LOUISVILLE (USA TODAY) – The Boy Wonder is indeed the Man.
With effortless power he can launch missiles with his driver 350 yards – on a string. His iron play is spot on. His short game, whether with a wedge around the green or a putter on it, is notable.
His confidence is as sky high as he hits 3-irons. His controlled aggression off the tee and into the green can be overpowering. His commitment to his craft is unquestioned.
Blended together and it's not a surprise world No. 1 Rory McIlroy has won three events in his last seven starts, including his last two.
And we're not talking your member-guest at the local club. We're talking the BMW PGA Championship, the European Tour's flagship event; the British Open; and the World Golf Championships-Bridgestone Invitational.
Now he leads the PGA Championship at soggy Valhalla Golf Club, where he's going for two majors in a row and three wins in as many starts.
But above all his envied attributes, patience is perhaps his best quality.

Stored data entries
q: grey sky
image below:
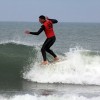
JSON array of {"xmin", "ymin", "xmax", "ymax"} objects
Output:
[{"xmin": 0, "ymin": 0, "xmax": 100, "ymax": 22}]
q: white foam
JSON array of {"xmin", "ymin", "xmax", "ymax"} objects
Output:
[
  {"xmin": 0, "ymin": 94, "xmax": 100, "ymax": 100},
  {"xmin": 23, "ymin": 50, "xmax": 100, "ymax": 85}
]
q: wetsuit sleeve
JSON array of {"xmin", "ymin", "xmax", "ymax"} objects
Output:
[
  {"xmin": 30, "ymin": 25, "xmax": 45, "ymax": 35},
  {"xmin": 49, "ymin": 19, "xmax": 58, "ymax": 24}
]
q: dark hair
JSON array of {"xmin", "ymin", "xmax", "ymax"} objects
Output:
[{"xmin": 39, "ymin": 15, "xmax": 45, "ymax": 20}]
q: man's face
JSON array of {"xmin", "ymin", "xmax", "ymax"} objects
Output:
[{"xmin": 39, "ymin": 18, "xmax": 45, "ymax": 24}]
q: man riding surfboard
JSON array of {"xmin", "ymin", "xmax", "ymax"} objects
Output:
[{"xmin": 25, "ymin": 15, "xmax": 59, "ymax": 65}]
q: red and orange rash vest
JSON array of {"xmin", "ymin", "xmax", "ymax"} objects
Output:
[{"xmin": 43, "ymin": 20, "xmax": 55, "ymax": 38}]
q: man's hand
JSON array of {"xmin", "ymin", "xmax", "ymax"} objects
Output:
[
  {"xmin": 45, "ymin": 16, "xmax": 49, "ymax": 20},
  {"xmin": 25, "ymin": 30, "xmax": 30, "ymax": 34}
]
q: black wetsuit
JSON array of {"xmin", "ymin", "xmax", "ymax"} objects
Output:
[{"xmin": 30, "ymin": 19, "xmax": 58, "ymax": 61}]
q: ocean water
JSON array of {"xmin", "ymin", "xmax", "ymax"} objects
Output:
[{"xmin": 0, "ymin": 22, "xmax": 100, "ymax": 100}]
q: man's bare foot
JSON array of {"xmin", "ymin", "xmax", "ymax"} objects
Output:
[
  {"xmin": 54, "ymin": 57, "xmax": 59, "ymax": 61},
  {"xmin": 42, "ymin": 61, "xmax": 48, "ymax": 65}
]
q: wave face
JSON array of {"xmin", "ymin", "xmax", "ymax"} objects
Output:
[
  {"xmin": 0, "ymin": 94, "xmax": 100, "ymax": 100},
  {"xmin": 0, "ymin": 42, "xmax": 100, "ymax": 85},
  {"xmin": 0, "ymin": 22, "xmax": 100, "ymax": 86},
  {"xmin": 23, "ymin": 49, "xmax": 100, "ymax": 85}
]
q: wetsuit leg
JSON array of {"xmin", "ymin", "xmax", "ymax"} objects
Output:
[
  {"xmin": 41, "ymin": 37, "xmax": 56, "ymax": 61},
  {"xmin": 46, "ymin": 37, "xmax": 57, "ymax": 58}
]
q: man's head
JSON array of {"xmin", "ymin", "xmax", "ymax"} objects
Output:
[{"xmin": 39, "ymin": 15, "xmax": 46, "ymax": 24}]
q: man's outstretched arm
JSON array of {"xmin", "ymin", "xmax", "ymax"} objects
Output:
[
  {"xmin": 29, "ymin": 25, "xmax": 44, "ymax": 35},
  {"xmin": 48, "ymin": 19, "xmax": 58, "ymax": 24}
]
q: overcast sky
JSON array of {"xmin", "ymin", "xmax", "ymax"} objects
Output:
[{"xmin": 0, "ymin": 0, "xmax": 100, "ymax": 22}]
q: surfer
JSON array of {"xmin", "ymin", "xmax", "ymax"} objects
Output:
[{"xmin": 25, "ymin": 15, "xmax": 59, "ymax": 65}]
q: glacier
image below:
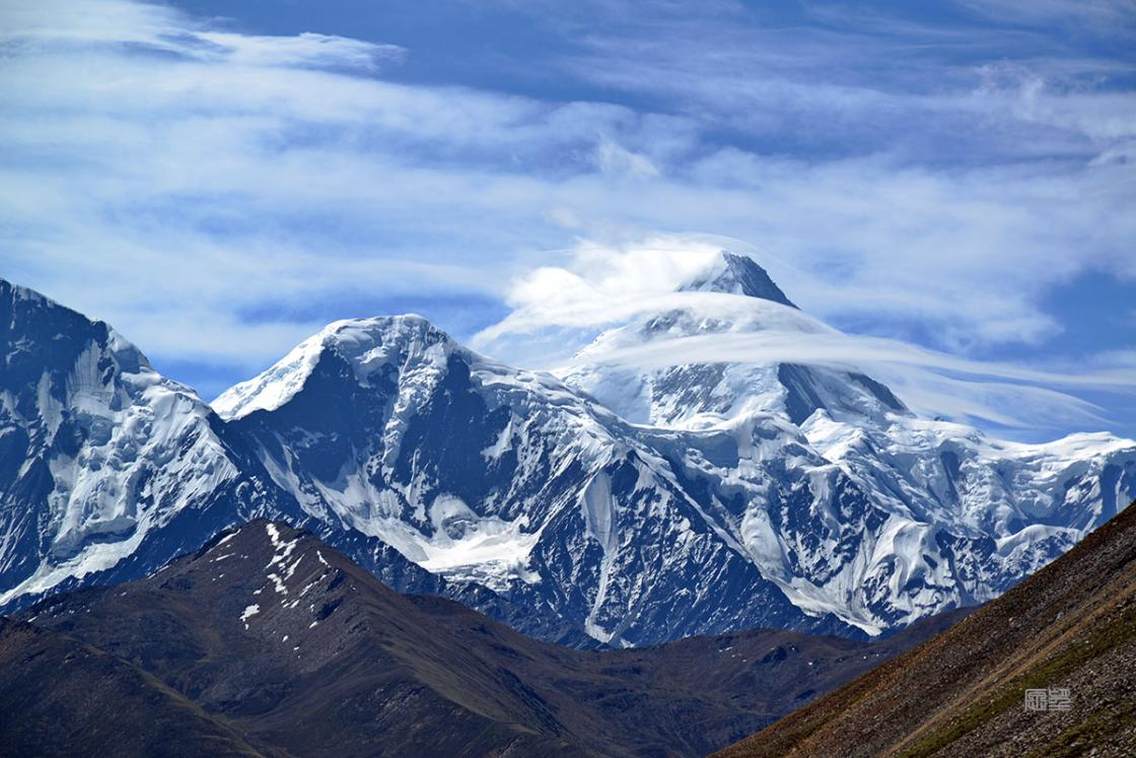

#### Your tasks
**A.** Answer these questions from the article about Rory McIlroy:
(i) How far can he launch the ball with his driver?
(ii) How many events has he won in his last seven starts?
(iii) At which golf club is the PGA Championship being played?
**B.** Carry on the article about Rory McIlroy from its final sentence.

#### Responses
**A.**
(i) 350 yards
(ii) Three
(iii) Valhalla Golf Club

**B.**
Even before he turned his present age of 25, McIlroy had mastered the quality of tolerating delay. Instant satisfaction hasn't been life and death. He has long trusted his talent and the inner strength to put time on his side.
When he switched out his entire bag and ball with the well-publicized move from Titleist to Nike in January of 2013, he came close but never pulled out his then unruly hair as he struggled with the change.
As his former management team and present representation battle over millions, a fight that will reach the courtroom, McIlroy hasn't shown any stress outwardly. And earlier this season when he wasn't winning but felt his game was right at the doorstep of explosion, he kept working hard and just waited for everything to click.
On Friday he was Job.
On a morning when there was plenty of squeegee action at Valhalla – even in the media center – and the worst of the unrelenting rain was soaking the big track, McIlroy persevered and kept his poise.
He overcame an early bogey and one more on his 11th hole with four birdies and an eagle on the 18th.
With rounds of 66-67, he is now 41-under in his last 10 competitive rounds – six of those in majors.
"My patience, of course it was tested because I didn't play quite as well as I did (Thursday). I had to get up-and-down a few times. Missed a few greens. It just wasn't as stress-free as it was yesterday," McIlroy said. " … Pretty scrappy, to be honest, around the start of the front nine. Conditions obviously were a little tougher, especially on our front nine. You really needed to stay patient because the rain was coming down pretty heavily at times.
" … But you can't do anything about the conditions."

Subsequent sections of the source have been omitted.